*Objective*
Rewrite the rows from the line with "On this screenshot, the man's" to the line with "[163,280,225,315]", replacing "somewhere" with "visible" and keeping everything else unchanged.

[Excerpt from a data file]
**********

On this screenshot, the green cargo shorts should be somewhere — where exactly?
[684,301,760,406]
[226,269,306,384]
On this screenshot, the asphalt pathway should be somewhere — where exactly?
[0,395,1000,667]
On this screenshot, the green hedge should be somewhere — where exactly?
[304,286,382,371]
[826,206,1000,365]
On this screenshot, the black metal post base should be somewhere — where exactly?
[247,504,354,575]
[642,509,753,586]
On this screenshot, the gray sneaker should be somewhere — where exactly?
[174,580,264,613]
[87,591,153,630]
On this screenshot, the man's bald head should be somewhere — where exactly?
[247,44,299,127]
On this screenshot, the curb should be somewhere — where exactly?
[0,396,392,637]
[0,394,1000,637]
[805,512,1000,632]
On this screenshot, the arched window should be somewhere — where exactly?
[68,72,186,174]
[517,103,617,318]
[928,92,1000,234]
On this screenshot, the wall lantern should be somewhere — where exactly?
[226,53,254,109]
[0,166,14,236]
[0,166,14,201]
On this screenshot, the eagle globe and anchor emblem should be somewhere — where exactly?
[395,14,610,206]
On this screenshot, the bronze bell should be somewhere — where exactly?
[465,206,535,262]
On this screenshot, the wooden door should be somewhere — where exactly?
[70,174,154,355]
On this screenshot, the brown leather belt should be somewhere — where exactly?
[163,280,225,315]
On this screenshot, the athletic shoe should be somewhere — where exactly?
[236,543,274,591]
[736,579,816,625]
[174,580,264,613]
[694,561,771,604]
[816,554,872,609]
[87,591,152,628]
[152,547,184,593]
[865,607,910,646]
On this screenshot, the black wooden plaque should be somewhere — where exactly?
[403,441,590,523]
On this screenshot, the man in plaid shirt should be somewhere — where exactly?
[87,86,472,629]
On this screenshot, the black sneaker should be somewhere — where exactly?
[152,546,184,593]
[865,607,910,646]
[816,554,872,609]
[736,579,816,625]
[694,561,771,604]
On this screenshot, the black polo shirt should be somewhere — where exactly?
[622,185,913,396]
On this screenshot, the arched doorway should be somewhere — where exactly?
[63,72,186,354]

**********

*Worked answer*
On this screenshot, the man's bald head should be visible — where exactly?
[247,44,299,127]
On this screenshot, the curb should be visible — where exactly?
[0,396,392,637]
[0,394,1000,637]
[805,512,1000,632]
On this screenshot, the arched window should be visible — where exactly?
[68,72,186,174]
[517,103,617,318]
[928,92,1000,234]
On this screenshot, the wall lantern should be visible — where exactly?
[226,53,254,109]
[0,166,14,236]
[0,166,14,201]
On this screenshot, the eagle globe and anchor emblem should be visible — where exactly?
[395,14,610,206]
On this screenshot, the bronze bell should be visible — where exactly?
[465,206,535,262]
On this screenshot, the wooden door should be visible — where exactly?
[70,174,154,355]
On this screenshot, the brown leather belt should be visible — where exactly?
[163,280,225,315]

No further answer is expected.